Problem description: Output the records exactly. Include every line.

(Collected data entries)
————————
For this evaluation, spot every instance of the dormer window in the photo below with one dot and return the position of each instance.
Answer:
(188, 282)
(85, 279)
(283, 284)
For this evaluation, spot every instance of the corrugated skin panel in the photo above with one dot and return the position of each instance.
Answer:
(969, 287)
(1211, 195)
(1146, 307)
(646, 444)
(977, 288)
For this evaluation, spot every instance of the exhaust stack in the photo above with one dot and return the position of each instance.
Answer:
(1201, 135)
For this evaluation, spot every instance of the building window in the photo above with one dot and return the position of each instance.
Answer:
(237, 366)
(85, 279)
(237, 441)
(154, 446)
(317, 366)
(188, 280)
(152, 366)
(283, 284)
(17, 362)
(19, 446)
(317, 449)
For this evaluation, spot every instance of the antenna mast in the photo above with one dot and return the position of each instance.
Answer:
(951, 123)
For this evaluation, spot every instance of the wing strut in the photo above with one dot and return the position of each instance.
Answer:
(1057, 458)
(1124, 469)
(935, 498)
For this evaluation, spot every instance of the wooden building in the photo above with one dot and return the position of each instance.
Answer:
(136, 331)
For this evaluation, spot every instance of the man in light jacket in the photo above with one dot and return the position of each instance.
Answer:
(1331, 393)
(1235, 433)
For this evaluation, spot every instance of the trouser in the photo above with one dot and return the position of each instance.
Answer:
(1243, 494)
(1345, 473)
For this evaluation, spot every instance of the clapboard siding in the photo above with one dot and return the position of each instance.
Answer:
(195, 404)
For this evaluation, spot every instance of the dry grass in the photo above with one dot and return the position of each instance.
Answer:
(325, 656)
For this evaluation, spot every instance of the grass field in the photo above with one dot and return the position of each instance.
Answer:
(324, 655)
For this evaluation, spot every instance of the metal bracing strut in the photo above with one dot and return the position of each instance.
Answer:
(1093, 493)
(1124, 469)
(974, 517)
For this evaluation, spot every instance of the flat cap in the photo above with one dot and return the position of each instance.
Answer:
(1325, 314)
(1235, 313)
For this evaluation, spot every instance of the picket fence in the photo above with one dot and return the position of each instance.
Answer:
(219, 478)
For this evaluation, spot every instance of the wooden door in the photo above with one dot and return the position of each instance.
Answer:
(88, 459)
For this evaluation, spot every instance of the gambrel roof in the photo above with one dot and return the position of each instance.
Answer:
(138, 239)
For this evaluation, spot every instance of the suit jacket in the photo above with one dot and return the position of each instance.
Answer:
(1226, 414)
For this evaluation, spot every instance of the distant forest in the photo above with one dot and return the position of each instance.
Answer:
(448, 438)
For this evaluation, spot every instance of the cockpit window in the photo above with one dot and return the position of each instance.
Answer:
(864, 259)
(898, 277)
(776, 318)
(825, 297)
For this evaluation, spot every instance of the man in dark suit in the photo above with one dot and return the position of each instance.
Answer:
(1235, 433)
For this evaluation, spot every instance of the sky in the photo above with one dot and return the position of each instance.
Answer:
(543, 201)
————————
Result below:
For this evaluation, spot every instance of the dormer window in the photo below with one dot and return the position of each instance.
Answer:
(188, 282)
(85, 279)
(283, 284)
For this evaluation, spot every instance of the corrugated skin panel in the photo above with one dot and return the position of each instance.
Answer:
(969, 287)
(1211, 195)
(1146, 307)
(646, 444)
(977, 288)
For this evaluation, spot every instance of the exhaust stack in the photo above with one dot and return the position of each instance.
Answer:
(1201, 135)
For this evaluation, spot every instance of the building window in the photo above with one dot and return the position of each instance.
Answer:
(237, 366)
(85, 279)
(237, 441)
(154, 446)
(317, 366)
(188, 280)
(152, 366)
(283, 284)
(17, 362)
(19, 446)
(317, 449)
For this evaluation, spot every instance of the antenna mast in the photo above with one dot and return the position of each instance.
Answer:
(951, 123)
For this evaluation, spot every instance of the wing strut in the photo above with one dot and return the position of each instance.
Answer:
(1057, 458)
(1124, 469)
(935, 498)
For this evaluation, spot every instance of the wooden building in the photo above with one dot and return the position of each instance.
Answer:
(136, 331)
For this evaluation, spot every instance of the man in light jacket in the photo above with one dot and return the position of each instance.
Answer:
(1331, 393)
(1235, 433)
For this evaluation, spot every instance of the trouser in the photo above with one dot and return the position of each instance.
Answer:
(1243, 494)
(1345, 473)
For this evaluation, spot every instance of the clapboard siding in the photo above with one dot and return the position of each instance.
Answer:
(195, 404)
For this evaluation, spot every instance of the dry grass in the photo above with one dot and return the position of each instance.
Answer:
(325, 656)
For this evaluation, spot every instance of the grass field in the photo above with one dot and return the position of each instance.
Answer:
(324, 655)
For this evaluation, spot every instance of the metal bracing strut in the photo above with one dot and return the position of each instance.
Answer:
(1093, 493)
(1124, 469)
(974, 517)
For this evaluation, spot every instance of the flat cap in the photo above with one dot and return the position of each instance.
Answer:
(1325, 314)
(1235, 313)
For this evaluation, spot every instance of the picket fence in the photo above with one dot and return the position of each instance.
Answer:
(219, 478)
For this evaluation, spot every instance of the wooden door in the photo above with one dot and return the position of each instance.
Answer:
(88, 459)
For this evaluation, spot every instance of the gambrel roof in the photo above with one dot and return the position of each instance.
Answer:
(138, 239)
For this evaluation, spot every instance of the suit jacket in the photo above with one dot and return the position of each instance.
Answer:
(1226, 414)
For this evaluation, spot every instance of the distant forest in the photo above with one dot and return the position of each instance.
Answer:
(448, 438)
For this evaluation, spot every instance of the cockpit window in the photo above with one dot and return the position of each instance.
Answer:
(864, 259)
(898, 277)
(776, 318)
(825, 297)
For this evaluation, spot every instance of the man in dark suit in the photo above with one dot and return the position of each instance.
Answer:
(1235, 433)
For this evaluation, spot every instance of the sky in the photo above with one dot and return the position of each instance.
Answer:
(543, 201)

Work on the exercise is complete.